_Problem_.
Reproduce the data below verbatim, from the line containing "detect every hanging" up to and including the line containing "490,0 -> 600,542".

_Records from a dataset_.
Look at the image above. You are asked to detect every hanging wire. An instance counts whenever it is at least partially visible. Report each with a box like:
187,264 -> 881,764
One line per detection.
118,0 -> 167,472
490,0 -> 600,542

---

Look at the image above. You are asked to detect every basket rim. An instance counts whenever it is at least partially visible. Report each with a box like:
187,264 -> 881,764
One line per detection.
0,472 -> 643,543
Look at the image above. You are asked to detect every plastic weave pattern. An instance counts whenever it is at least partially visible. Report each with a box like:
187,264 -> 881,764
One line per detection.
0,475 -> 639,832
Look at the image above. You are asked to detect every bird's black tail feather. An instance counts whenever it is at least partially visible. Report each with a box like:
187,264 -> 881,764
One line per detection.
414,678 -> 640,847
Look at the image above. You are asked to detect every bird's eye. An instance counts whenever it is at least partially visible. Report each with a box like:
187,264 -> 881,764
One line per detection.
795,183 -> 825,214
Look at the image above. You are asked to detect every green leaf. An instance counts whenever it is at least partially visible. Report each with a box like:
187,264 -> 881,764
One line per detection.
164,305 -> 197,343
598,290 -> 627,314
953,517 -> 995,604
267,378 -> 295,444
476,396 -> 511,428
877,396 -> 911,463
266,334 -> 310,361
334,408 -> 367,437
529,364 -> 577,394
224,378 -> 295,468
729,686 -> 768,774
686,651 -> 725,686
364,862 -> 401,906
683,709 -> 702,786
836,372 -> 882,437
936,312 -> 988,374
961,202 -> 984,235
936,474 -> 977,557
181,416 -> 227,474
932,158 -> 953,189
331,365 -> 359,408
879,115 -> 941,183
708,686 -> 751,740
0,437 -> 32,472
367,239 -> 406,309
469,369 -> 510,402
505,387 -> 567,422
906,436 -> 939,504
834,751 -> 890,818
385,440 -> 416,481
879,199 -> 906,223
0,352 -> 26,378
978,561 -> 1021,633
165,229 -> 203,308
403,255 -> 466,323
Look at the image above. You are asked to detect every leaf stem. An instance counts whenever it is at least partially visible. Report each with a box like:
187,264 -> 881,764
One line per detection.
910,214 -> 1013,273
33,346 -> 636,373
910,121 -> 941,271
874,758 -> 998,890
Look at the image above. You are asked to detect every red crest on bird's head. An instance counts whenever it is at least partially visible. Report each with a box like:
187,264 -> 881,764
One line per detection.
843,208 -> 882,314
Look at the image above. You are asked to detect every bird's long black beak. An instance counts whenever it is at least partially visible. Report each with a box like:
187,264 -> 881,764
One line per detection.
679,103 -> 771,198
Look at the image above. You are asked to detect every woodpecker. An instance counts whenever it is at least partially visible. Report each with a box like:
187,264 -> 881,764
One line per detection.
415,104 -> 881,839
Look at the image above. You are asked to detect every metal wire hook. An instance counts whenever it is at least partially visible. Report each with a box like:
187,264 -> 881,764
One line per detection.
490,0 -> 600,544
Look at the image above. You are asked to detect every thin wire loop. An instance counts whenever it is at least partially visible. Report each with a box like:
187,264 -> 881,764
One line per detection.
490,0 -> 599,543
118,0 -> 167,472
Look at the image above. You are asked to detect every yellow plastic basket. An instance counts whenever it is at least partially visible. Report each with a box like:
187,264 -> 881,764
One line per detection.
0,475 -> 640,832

_Exercise response_.
Look at the image above. You are asked to detect every hanging wire. An instance counts whenever it is at least partially visible. Report each with a box like:
187,264 -> 881,764
One line per detection.
118,0 -> 167,472
490,0 -> 600,542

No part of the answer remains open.